--- BEGIN Given records ---

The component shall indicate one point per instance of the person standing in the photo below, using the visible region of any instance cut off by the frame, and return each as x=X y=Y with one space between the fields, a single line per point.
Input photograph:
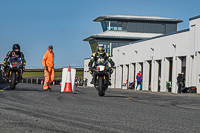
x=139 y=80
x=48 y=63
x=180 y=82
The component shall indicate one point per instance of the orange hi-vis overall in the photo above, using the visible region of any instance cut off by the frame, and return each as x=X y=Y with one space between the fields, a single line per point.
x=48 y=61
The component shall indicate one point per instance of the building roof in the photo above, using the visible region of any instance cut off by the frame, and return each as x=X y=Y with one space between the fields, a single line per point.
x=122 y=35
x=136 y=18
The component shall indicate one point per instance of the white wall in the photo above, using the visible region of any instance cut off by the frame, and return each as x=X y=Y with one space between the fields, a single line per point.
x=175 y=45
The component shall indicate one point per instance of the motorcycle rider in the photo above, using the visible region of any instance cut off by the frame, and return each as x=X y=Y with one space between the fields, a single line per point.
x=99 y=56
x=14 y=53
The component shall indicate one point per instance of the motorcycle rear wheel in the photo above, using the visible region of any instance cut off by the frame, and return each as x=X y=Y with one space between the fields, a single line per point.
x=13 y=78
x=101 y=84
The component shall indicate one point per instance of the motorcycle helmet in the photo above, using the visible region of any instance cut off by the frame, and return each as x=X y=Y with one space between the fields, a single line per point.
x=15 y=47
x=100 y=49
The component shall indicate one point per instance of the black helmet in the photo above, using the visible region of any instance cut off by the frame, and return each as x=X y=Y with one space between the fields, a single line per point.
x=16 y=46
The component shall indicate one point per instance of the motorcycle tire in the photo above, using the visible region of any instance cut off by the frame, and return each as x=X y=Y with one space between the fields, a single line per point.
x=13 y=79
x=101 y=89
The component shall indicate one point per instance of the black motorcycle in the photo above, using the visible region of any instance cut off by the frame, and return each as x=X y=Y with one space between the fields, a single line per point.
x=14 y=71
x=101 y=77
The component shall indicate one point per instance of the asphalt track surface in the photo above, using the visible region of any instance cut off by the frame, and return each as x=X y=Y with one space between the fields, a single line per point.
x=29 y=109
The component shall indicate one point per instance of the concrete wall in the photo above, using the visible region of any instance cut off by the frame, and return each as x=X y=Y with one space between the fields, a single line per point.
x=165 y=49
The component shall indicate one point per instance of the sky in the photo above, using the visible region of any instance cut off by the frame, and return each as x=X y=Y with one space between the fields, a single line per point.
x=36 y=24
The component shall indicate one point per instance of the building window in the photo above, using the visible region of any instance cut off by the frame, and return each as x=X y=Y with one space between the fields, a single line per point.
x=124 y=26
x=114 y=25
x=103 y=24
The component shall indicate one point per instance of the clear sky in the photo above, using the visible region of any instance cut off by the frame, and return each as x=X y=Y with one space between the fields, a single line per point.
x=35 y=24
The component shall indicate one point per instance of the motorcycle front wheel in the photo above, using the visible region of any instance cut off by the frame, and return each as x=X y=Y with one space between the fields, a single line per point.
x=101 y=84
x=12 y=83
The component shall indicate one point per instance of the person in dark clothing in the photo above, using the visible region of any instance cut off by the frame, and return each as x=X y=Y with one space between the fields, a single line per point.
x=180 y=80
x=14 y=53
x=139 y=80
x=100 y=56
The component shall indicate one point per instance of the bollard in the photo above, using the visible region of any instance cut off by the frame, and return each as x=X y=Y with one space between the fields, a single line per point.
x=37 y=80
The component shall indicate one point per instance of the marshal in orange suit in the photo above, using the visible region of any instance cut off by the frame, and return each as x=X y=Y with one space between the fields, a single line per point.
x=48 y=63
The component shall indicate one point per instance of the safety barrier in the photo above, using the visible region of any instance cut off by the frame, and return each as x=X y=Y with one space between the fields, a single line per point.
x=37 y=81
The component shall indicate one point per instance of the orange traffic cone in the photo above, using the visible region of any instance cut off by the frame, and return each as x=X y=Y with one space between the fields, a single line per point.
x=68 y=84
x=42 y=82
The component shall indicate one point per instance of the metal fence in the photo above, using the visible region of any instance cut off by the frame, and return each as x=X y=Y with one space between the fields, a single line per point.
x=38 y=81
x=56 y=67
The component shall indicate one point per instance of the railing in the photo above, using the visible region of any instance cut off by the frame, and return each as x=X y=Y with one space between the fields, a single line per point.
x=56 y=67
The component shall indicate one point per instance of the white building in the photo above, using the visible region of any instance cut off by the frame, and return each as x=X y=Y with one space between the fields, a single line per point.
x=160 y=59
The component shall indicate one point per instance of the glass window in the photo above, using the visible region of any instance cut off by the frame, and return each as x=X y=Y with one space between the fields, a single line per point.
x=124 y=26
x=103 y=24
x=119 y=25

--- END Given records ---

-- Exercise brief --
Can you rewrite the listing with every "single line per point" changed to "separate line per point" and everything else left as is? Please omit the pictures from your version.

-- Task response --
The component shall indicate one point per instance of the person standing in the photo below, using the visible region of any instance cut off by the frame, and return each as x=X y=Y with one space between the fields, a separate line per point.
Input photograph:
x=139 y=80
x=48 y=63
x=180 y=82
The component shall indicate one point per instance of the orange hi-vis overall in the photo above, using the visible region of any instance cut off by the frame, and return each as x=X y=Y with one space between the fields, a separate line per point.
x=48 y=61
The component shall indicate one point per instance of the building roof in the photo above, using the visible region of any instance cut off by the frame, and return each as x=X y=Y with one space between the fields, a separate line per point.
x=122 y=35
x=136 y=18
The component shall indicate one point per instance of the white wall in the photo above, using the visible region of any instance cut off by the frame, and return each as x=X y=Y with one space between the fields, a separate line per point.
x=175 y=45
The component shall indicate one point per instance of the motorcycle rider in the photo above, using the visible region of any instance cut off by the frame, and return each as x=X y=Y with one space between the fields, a separate line per point.
x=99 y=56
x=14 y=53
The component shall indicate one point per instance of the motorcycle rear wheel in the photo above, using the visible region of any instance cut off by the frame, and return each as x=X y=Y with one space between the fields, a separate line per point.
x=13 y=78
x=101 y=84
The component shall indicate one point per instance of the motorcycle helmet in the photo above, using the visible region of any instance cut off by the frame, and return each as x=X y=Y with one space between the fields, a separate line per point.
x=15 y=47
x=100 y=49
The component shall indicate one point per instance of the black helmet in the photo above, using the visible region of any instance cut off by the frame, and return each as x=X y=Y with one space between the fields, a separate line per point.
x=16 y=46
The component shall indicate one point per instance of the motorcycle tire in the photo above, using the visible region of any instance cut off by the frame, and return each as x=X y=Y with one space between the fields, a separate line per point.
x=13 y=79
x=101 y=89
The component shall indicate one point per instance of the black motorcycle in the photo above, using the visible region of any instance cut off by the frame, and return each as x=X y=Y with one space between the fields, a separate line per point.
x=14 y=71
x=101 y=77
The component shall indicate one point per instance of the asphalt track surface in the photo above, using the visible region of any instance cut off by the frame, and return each as x=X y=Y with one space between the fields, a separate line per point.
x=29 y=109
The component shall indicate one point per instance of the concrete wall in the photo above, using the visible region of any instance cut off by the frame, and return each as x=X y=Y with one space between the fields, a separate line per point.
x=165 y=49
The component shall indicate one point per instance of the sky in the photo above, using the visible region of any instance cut off by the frame, and return each as x=X y=Y with one space between the fields, a separate line per point.
x=36 y=24
The component shall indicate one point per instance of the building window in the photo above, using the visible region of any instance cut off by the frame, and return each as x=X y=Y with one space between the fields, a separate line per point.
x=124 y=26
x=114 y=25
x=103 y=24
The component shall indicate one point per instance of the clear sky in the photo above, using the visible region of any instance cut off by the frame, and return each as x=X y=Y with one space between the fields, a separate line per point.
x=35 y=24
The component shall indicate one point per instance of the motorcycle front wheel in the photo above, using the visible region of any instance cut off by the frame, and return each as x=X y=Y with one space between the fields, a separate line per point.
x=101 y=84
x=12 y=83
The component shall indicate one point per instance of the person in dark clothing in the photo above, using the visible region of any instance cut off by the frame, and return each as x=X y=Y with one space between the fields, a separate line per point.
x=180 y=80
x=14 y=53
x=139 y=80
x=100 y=56
The component shall indicate one point per instance of the bollard in the photo above, using the visible region of any instance cut off by the frame, and return each as x=X y=Y with one space between the fields, a separate line per point.
x=37 y=80
The component shall indicate one point per instance of the marshal in orange suit in the photo above, using the visible region of any instance cut off by the frame, and return each as x=X y=Y with one space between the fields, a separate line per point.
x=48 y=63
The component shall indicate one point per instance of the safety barrier in the photo above, using the visible region of any instance cut off by the frame, and return each as x=X y=Y with one space between the fields, a separate line per point.
x=37 y=81
The component shall indicate one point per instance of the orange traffic cone in the photo above, using the visible region of any instance cut off by the frame, and return each as x=X y=Y with one space between the fields, a separate line per point.
x=68 y=84
x=42 y=82
The component shall indicate one point per instance of the metal fence in the photo above, using the visible region of any instance cut off by the frame, and return each as x=X y=Y with one space between the fields, a separate line per point.
x=38 y=81
x=56 y=67
The component shall indicate one point per instance of the railing in the photo above, using the visible region of any instance cut off by the frame, and return each as x=X y=Y with one space between the fields, a separate line per point.
x=56 y=67
The component shall indicate one point per instance of the white building in the photo above, using the visible region of any instance cut off by the frame, and return each as x=X y=Y with one space between the fields, a separate line per point.
x=160 y=59
The component shall indicate one point per instance of the glass window in the photo above, using the visible region of any instance cut off by the frame, and return each as x=X y=Y with one space between the fields, a separate line per point.
x=124 y=26
x=103 y=24
x=119 y=25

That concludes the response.